🤖 AI Summary
This study aims to identify the “semantic core layers”—those encoding the richest semantic information—in large language models (LLMs) and vision Transformers (ViTs), and to quantify the information content and directional asymmetry of cross-modal representations.
Method: We propose a quantitative analytical framework grounded in the information bottleneck principle and inter-layer mutual information, integrated with translation-aligned modeling, caption–image prediction, and cross-modal similarity probing.
Contribution/Results: We systematically identify semantic-critical layers in LLMs (DeepSeek-V3, Llama3.1-8B) and ViTs for the first time. Key findings include: (i) semantic information exhibits long-range token dependencies and causal asymmetry across layers; (ii) semantic layers in LLMs generalize to predict ViT image representations; and (iii) cross-modal semantic information flow displays strong, model-dependent unidirectional dominance—e.g., from text to image or vice versa—rather than symmetry. These results provide theoretical foundations and a novel interpretability pathway for multimodal representation learning.

**Available data**
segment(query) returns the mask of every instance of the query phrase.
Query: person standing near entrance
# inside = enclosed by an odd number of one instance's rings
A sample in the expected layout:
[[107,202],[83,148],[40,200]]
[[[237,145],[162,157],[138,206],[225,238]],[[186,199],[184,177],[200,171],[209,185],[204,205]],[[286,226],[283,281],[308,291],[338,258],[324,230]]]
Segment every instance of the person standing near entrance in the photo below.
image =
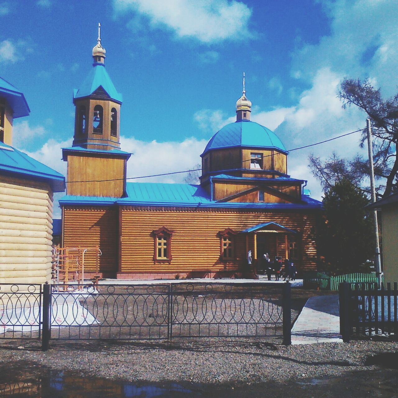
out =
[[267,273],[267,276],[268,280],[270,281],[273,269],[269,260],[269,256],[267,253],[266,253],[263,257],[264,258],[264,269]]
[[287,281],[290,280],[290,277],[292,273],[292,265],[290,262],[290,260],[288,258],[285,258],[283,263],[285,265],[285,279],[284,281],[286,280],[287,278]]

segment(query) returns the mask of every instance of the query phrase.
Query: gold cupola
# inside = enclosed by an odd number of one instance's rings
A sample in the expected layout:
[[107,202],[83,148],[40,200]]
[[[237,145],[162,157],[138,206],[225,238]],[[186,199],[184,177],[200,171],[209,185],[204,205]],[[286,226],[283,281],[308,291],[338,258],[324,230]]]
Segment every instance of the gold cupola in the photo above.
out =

--

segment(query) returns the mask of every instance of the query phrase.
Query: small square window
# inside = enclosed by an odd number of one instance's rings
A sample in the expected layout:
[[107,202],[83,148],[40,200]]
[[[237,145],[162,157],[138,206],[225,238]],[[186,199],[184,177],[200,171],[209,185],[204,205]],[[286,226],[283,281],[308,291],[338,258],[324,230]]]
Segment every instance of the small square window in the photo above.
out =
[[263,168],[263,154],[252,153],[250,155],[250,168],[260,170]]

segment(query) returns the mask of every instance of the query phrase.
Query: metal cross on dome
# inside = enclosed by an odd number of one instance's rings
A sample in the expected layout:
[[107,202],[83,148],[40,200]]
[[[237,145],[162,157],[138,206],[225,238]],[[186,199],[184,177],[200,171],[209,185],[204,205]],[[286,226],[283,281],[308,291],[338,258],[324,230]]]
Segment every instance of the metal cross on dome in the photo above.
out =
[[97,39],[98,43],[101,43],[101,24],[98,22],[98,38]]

**To do**
1/ Which two large language models does the study summary name as ones whose semantic layers were identified?
2/ Write the next few sentences of the study summary, picking up after its last sentence.
The records have nothing to do with the study summary.

**Answers for each item**
1/ DeepSeek-V3 and Llama3.1-8B.

2/
📝 Abstract
Deep neural networks are known to develop similar representations for semantically related data, even when they belong to different domains, such as an image and its description, or the same text in different languages. We present a method for quantitatively investigating this phenomenon by measuring the relative information content of the representations of semantically related data and probing how it is encoded into multiple tokens of large language models (LLMs) and vision transformers. Looking first at how LLMs process pairs of translated sentences, we identify inner ``semantic'' layers containing the most language-transferable information. We find moreover that, on these layers, a larger LLM (DeepSeek-V3) extracts significantly more general information than a smaller one (Llama3.1-8B). Semantic information is spread across many tokens and it is characterized by long-distance correlations between tokens and by a causal left-to-right (i.e., past-future) asymmetry. We also identify layers encoding semantic information within visual transformers. We show that caption representations in the semantic layers of LLMs predict visual representations of the corresponding images. We observe significant and model-dependent information asymmetries between image and text representations.